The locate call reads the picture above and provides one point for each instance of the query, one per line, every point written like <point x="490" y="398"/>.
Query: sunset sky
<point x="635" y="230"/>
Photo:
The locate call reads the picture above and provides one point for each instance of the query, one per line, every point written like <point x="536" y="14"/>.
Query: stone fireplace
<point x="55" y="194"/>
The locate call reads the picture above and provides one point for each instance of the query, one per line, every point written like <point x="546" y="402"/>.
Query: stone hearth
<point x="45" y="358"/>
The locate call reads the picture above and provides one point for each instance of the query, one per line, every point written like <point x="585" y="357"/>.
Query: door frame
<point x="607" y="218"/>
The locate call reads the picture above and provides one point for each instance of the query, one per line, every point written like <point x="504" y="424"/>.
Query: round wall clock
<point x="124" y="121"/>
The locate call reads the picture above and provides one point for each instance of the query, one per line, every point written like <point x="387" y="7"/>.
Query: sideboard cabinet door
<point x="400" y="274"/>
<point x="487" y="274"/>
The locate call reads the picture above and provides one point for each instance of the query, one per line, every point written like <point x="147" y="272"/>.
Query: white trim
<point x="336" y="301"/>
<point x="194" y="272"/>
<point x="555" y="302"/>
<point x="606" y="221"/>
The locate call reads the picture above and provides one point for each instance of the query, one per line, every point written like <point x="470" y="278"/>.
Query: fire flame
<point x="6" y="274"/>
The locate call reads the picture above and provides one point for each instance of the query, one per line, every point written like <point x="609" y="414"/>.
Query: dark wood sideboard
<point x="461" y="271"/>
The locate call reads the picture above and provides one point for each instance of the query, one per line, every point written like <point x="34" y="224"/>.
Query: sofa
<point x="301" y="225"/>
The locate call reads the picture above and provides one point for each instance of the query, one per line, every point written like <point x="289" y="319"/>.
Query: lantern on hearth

YOUR OBJECTIVE:
Nothing is to be left out when the listing is copied, and every line must match exactly.

SOLVED PROBLEM:
The locate call reads the picture above and provides one point for each instance of the query, one per line, every point written like <point x="490" y="398"/>.
Query: sunset sky
<point x="635" y="230"/>
Photo:
The locate call reads the picture above and provides one point for each instance of the query, one per line, every point written like <point x="536" y="14"/>.
Query: stone fireplace
<point x="55" y="194"/>
The locate call reads the picture above and provides one point for each instance of the query, one per line, every point written like <point x="546" y="402"/>.
Query: stone hearth
<point x="45" y="358"/>
The locate call reads the picture above and provides one point for each instance of the query, one per line, every point written like <point x="585" y="357"/>.
Query: door frame
<point x="607" y="218"/>
The locate call reads the picture above and provides one point for each instance of the query, one per line, every point written like <point x="504" y="424"/>.
Query: round wall clock
<point x="124" y="121"/>
The locate call reads the picture above and provides one point for each instance of the query, one per line, every point written like <point x="387" y="7"/>.
Query: sideboard cabinet door
<point x="400" y="274"/>
<point x="487" y="274"/>
The locate call reads the picture above and provides one point for each instance of the query, one per line, every point written like <point x="147" y="272"/>.
Query: white trim
<point x="336" y="301"/>
<point x="194" y="272"/>
<point x="555" y="302"/>
<point x="606" y="221"/>
The locate call reads the picture above and provides one point for each instance of the query, one per line, every point written like <point x="470" y="278"/>.
Query: fire flame
<point x="6" y="274"/>
The locate call reads the picture above and provides one point for each instance of the query, one per line, every point written like <point x="609" y="414"/>.
Query: dark wood sideboard
<point x="461" y="271"/>
The locate call reads the picture above and provides one point for each instance of the query, one per line, every point written like <point x="34" y="224"/>.
Query: sofa
<point x="301" y="225"/>
The locate call reads the picture above and provides one point for each instance of the query, one per line, every point written like <point x="289" y="319"/>.
Query: lantern on hearth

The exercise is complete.